Instrucciones de tarea — Devuelve sin cambios el fragmento del texto sobre las obras de emergencia de la CHJ tras la DANA que empieza en "Un año y medio" y termina en "historia del organismo.".
======== Texto de origen ========
Un año y medio después de la trágica DANA del 29 de octubre de 2024, la Confederación Hidrográfica del Júcar (CHJ) ha anunciado oficialmente la conclusión de las 17 obras de emergencia ejecutadas para reparar las zonas afectadas. Las actuaciones han supuesto una inversión histórica por la vía de urgencia de más de 220 millones de euros, convirtiéndose en uno de los mayores retos técnicos y operativos en la historia del organismo.
El despliegue, desarrollado mayoritariamente en la provincia de Valencia —pero con intervenciones clave en Teruel, Cuenca y Castelló—, no solo ha tenido como objetivo reparar la destrucción, sino rediseñar la capacidad de los cauces para soportar futuras inundaciones extraordinarias.
“Hemos trabajado a contrarreloj. Se han restaurado los daños, mejorado la protección de los entornos urbanos, ampliado la capacidad de desagüe de los cauces y restituido el servicio en infraestructuras hídricas vitales”, ha destacado Manuel Torán, Director Técnico de la CHJ.
El barranco del Poyo: un cauce reconstruido desde Chiva hasta l’Albufera
El comportamiento del barranco del Poyo durante la catástrofe fue uno de los puntos críticos analizados científicamente junto al Centro de Estudios y Experimentación de Obras Públicas (CEDEX). Con los nuevos modelos hidráulicos sobre la mesa, la CHJ ha ejecutado una reestructuración integral del barranco:
- Chiva (Cabecera): Las obras han logrado triplicar la capacidad de desagüe del cauce a su paso por el casco urbano en comparación con la que existía antes de la DANA.
- Riba-roja de Túria: Se ha levantado una nueva mota de contención para proteger las viviendas y la zona industrial.
- Torrent: Se han estabilizado los márgenes del polígono Mas del Jutge mediante técnicas avanzadas de bulonado y gunitado con hormigón.
- Paiporta, Picanya, Massanassa y Catarroja (Tramo final): Se ha realizado una reconstrucción integral reforzando los taludes con escollera, geotextiles de contención y geoceldas con tierra vegetal.
Duplicar la seguridad en la cuenca del río Magro y la presa de Forata
La cuenca del río Magro fue otra de las grandes damnificadas por los brutales caudales de la riada. En Utiel, el encauzamiento urbano que atraviesa el municipio ha sido reconstruido duplicando por completo su capacidad de desagüe.
Aguas abajo, en localidades como Alfarb, Real, Carlet, l’Alcúdia, Guadassuar y Algemesí, se han construido escolleras y muros de gaviones aprovechando el propio material arrastrado por el río, lo que ha permitido ensanchar la sección del cauce hasta su desembocadura en el Júcar. En el río Buñol, se demolieron edificaciones que taponaban la zona de la Poza Paraíso para liberar el flujo del agua.
Por su parte, la presa de Forata ha recuperado su plena operatividad tras una intensa campaña de retirada de sedimentos en sus órganos de desagüe, reforzando además su margen derecha ante futuras avenidas extremas.
Regeneración ambiental del Turia: 75 kilómetros recuperados
Las intervenciones en el río Turia han priorizado la recuperación de su funcionalidad natural y valor ecológico. Los trabajos se han extendido a lo largo de más de 75 kilómetros de cauce, cruzando diez municipios desde Sot de Chera hasta Valencia (pasando por Gestalgar, Bugarra, Pedralba, Vilamarxant, Riba-roja, Manises, Paterna y Quart de Poblet).
======== Extractos de registros ========
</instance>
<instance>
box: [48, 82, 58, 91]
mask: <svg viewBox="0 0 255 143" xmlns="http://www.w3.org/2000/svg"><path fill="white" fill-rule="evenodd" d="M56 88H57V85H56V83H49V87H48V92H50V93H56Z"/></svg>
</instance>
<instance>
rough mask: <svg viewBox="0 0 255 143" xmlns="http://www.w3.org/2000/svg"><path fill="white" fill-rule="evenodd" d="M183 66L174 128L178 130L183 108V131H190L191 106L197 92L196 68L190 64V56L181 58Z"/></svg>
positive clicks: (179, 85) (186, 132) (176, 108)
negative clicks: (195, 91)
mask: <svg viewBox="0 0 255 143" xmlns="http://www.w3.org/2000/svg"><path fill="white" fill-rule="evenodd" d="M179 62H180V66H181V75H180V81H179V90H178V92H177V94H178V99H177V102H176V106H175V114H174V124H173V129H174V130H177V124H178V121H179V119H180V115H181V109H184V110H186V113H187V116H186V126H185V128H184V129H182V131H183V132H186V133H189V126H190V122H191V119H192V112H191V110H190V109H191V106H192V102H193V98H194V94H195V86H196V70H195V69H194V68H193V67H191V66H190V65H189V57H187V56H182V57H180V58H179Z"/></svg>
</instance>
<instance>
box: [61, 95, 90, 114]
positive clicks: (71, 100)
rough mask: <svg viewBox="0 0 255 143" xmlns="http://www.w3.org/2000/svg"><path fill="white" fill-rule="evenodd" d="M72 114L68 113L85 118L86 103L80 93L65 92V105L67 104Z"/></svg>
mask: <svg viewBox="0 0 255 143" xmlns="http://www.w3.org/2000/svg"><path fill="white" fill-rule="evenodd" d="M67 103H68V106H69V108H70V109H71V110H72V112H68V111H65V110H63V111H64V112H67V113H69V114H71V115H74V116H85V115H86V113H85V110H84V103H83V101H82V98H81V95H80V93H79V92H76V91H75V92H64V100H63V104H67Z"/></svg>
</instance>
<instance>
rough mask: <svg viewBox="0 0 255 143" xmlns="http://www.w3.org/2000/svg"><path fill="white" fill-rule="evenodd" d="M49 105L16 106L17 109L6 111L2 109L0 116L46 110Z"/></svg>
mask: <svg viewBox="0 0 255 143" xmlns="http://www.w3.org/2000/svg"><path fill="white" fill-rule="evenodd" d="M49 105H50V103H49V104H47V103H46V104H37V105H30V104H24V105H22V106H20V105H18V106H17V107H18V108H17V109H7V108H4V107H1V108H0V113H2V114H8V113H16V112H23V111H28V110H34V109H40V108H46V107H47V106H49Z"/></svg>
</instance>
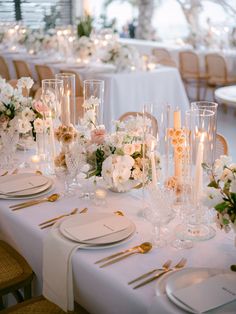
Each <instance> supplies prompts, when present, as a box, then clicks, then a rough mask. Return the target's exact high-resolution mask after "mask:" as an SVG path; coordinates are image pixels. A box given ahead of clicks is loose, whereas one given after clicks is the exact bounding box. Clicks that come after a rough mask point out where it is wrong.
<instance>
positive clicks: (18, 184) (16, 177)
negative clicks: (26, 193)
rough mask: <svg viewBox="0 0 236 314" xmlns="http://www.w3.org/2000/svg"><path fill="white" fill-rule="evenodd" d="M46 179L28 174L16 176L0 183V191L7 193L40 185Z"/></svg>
mask: <svg viewBox="0 0 236 314" xmlns="http://www.w3.org/2000/svg"><path fill="white" fill-rule="evenodd" d="M47 182H48V179H47V178H45V177H43V176H29V177H23V178H19V179H18V178H17V177H16V179H15V180H14V181H13V180H11V181H6V182H3V183H1V184H0V193H2V194H8V193H15V192H20V191H24V190H28V189H32V188H35V187H40V186H43V185H45V184H46V183H47Z"/></svg>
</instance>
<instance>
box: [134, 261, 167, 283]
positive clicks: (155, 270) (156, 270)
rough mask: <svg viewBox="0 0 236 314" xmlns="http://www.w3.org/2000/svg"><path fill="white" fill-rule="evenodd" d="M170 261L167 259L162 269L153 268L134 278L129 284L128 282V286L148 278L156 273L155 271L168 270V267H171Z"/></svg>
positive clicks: (163, 270)
mask: <svg viewBox="0 0 236 314" xmlns="http://www.w3.org/2000/svg"><path fill="white" fill-rule="evenodd" d="M171 263H172V261H171V260H170V259H169V260H168V261H166V262H165V263H164V264H163V265H162V268H155V269H153V270H151V271H149V272H147V273H145V274H143V275H141V276H139V277H137V278H135V279H134V280H131V281H130V282H128V285H131V284H132V283H134V282H136V281H138V280H141V279H144V278H146V277H148V276H149V275H151V274H153V273H155V272H157V271H161V270H162V271H167V270H168V269H169V268H170V265H171Z"/></svg>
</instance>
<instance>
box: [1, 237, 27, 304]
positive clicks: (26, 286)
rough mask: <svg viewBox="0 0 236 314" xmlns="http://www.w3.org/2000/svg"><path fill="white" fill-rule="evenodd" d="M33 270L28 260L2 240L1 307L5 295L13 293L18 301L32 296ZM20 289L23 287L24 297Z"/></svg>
mask: <svg viewBox="0 0 236 314" xmlns="http://www.w3.org/2000/svg"><path fill="white" fill-rule="evenodd" d="M32 279H33V271H32V269H31V268H30V266H29V265H28V263H27V262H26V260H25V259H24V258H23V257H22V256H21V255H20V254H19V253H18V252H17V251H16V250H14V249H13V248H12V247H11V246H10V245H8V244H7V243H6V242H4V241H0V309H3V307H4V305H3V296H4V295H7V294H9V293H11V294H13V295H14V297H15V299H16V301H17V302H22V301H24V300H27V299H30V298H31V282H32ZM19 289H23V291H24V297H23V296H22V294H21V292H20V291H19Z"/></svg>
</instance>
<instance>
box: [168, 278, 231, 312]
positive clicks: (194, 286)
mask: <svg viewBox="0 0 236 314" xmlns="http://www.w3.org/2000/svg"><path fill="white" fill-rule="evenodd" d="M172 295H173V296H174V297H175V298H177V299H178V300H179V301H181V302H182V303H184V304H185V305H187V306H188V307H190V308H191V309H193V310H194V311H196V312H197V313H204V312H206V311H209V310H212V309H214V308H217V307H219V306H222V305H224V304H226V303H229V302H232V301H234V300H236V276H235V275H234V274H231V275H229V274H220V275H216V276H214V277H210V278H208V279H206V280H204V281H202V282H200V283H197V284H194V285H192V286H188V287H185V288H182V289H178V290H176V291H174V292H172Z"/></svg>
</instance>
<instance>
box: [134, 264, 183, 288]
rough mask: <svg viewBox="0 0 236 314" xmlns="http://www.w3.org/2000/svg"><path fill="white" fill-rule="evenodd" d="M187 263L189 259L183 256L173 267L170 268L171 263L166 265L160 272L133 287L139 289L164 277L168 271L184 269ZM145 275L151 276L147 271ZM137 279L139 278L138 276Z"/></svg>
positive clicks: (168, 272) (137, 279)
mask: <svg viewBox="0 0 236 314" xmlns="http://www.w3.org/2000/svg"><path fill="white" fill-rule="evenodd" d="M186 263H187V259H186V258H181V260H180V261H179V262H178V263H177V264H176V265H175V266H174V267H173V268H170V265H169V266H167V265H165V268H163V271H161V272H159V273H158V274H156V275H154V276H152V277H151V278H149V279H147V280H144V281H142V282H141V283H140V284H138V285H137V286H135V287H133V289H138V288H140V287H143V286H145V285H147V284H149V283H150V282H152V281H154V280H156V279H158V278H160V277H162V276H163V275H165V274H167V273H170V272H174V271H177V270H180V269H182V268H183V267H184V266H185V265H186ZM143 276H144V277H146V276H149V273H146V274H144V275H143ZM140 277H142V276H140ZM140 277H139V278H140ZM136 280H138V278H137V279H136ZM136 280H135V281H136ZM133 282H134V281H133Z"/></svg>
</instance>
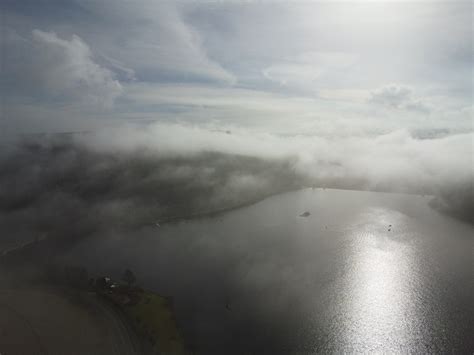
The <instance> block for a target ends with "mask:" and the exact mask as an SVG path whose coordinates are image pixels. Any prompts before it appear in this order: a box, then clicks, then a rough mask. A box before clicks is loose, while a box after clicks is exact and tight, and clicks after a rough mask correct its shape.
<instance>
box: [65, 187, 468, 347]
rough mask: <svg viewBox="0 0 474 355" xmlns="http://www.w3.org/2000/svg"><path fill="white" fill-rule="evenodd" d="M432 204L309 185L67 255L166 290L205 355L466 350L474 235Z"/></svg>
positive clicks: (180, 323)
mask: <svg viewBox="0 0 474 355" xmlns="http://www.w3.org/2000/svg"><path fill="white" fill-rule="evenodd" d="M429 200H430V197H422V196H416V195H404V194H386V193H373V192H360V191H343V190H330V189H326V190H322V189H314V190H312V189H306V190H301V191H297V192H291V193H286V194H282V195H278V196H274V197H272V198H268V199H266V200H264V201H262V202H260V203H257V204H255V205H253V206H250V207H246V208H242V209H239V210H235V211H232V212H229V213H226V214H223V215H219V216H215V217H212V218H204V219H199V220H194V221H187V222H181V223H178V224H173V225H167V226H163V227H161V228H151V227H150V228H145V230H144V231H143V232H140V233H138V234H133V235H128V236H110V237H105V238H101V239H100V240H99V239H95V240H92V241H91V240H89V241H84V242H83V243H82V244H81V245H79V246H78V247H77V248H76V249H75V250H73V251H72V252H71V254H70V255H68V256H67V257H66V258H70V259H74V260H76V261H78V262H81V263H83V264H86V265H91V266H92V267H93V268H96V269H97V270H100V272H103V273H109V274H112V275H120V273H121V271H122V270H123V269H124V268H125V267H129V268H131V269H132V270H133V271H134V272H135V273H136V274H137V276H138V278H139V280H140V283H141V284H142V285H145V287H148V288H151V289H153V290H155V291H156V292H159V293H162V294H164V295H169V296H172V297H173V300H174V307H175V310H176V314H177V318H178V322H179V324H180V326H181V327H182V329H183V333H184V336H185V338H186V339H187V341H188V343H189V345H190V347H191V348H192V349H194V350H196V351H197V352H201V353H232V352H234V353H249V352H254V353H265V352H267V353H318V352H382V351H383V352H396V353H400V352H403V353H406V352H416V353H419V352H424V353H426V352H429V353H446V352H457V353H472V352H473V350H474V347H473V339H472V338H473V337H472V334H474V332H473V329H474V328H473V318H474V317H473V308H474V307H473V304H474V301H473V297H472V296H473V260H472V255H473V254H472V252H473V241H474V228H473V227H472V226H471V225H468V224H465V223H462V222H459V221H456V220H454V219H452V218H450V217H446V216H443V215H440V214H438V213H437V212H436V211H434V210H432V209H431V208H430V207H429V206H428V202H429ZM305 211H308V212H310V213H311V214H310V215H309V216H308V217H300V216H299V215H300V214H301V213H303V212H305Z"/></svg>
========
Respuesta —
Un año y medio después de la trágica DANA del 29 de octubre de 2024, la Confederación Hidrográfica del Júcar (CHJ) ha anunciado oficialmente la conclusión de las 17 obras de emergencia ejecutadas para reparar las zonas afectadas. Las actuaciones han supuesto una inversión histórica por la vía de urgencia de más de 220 millones de euros, convirtiéndose en uno de los mayores retos técnicos y operativos en la historia del organismo.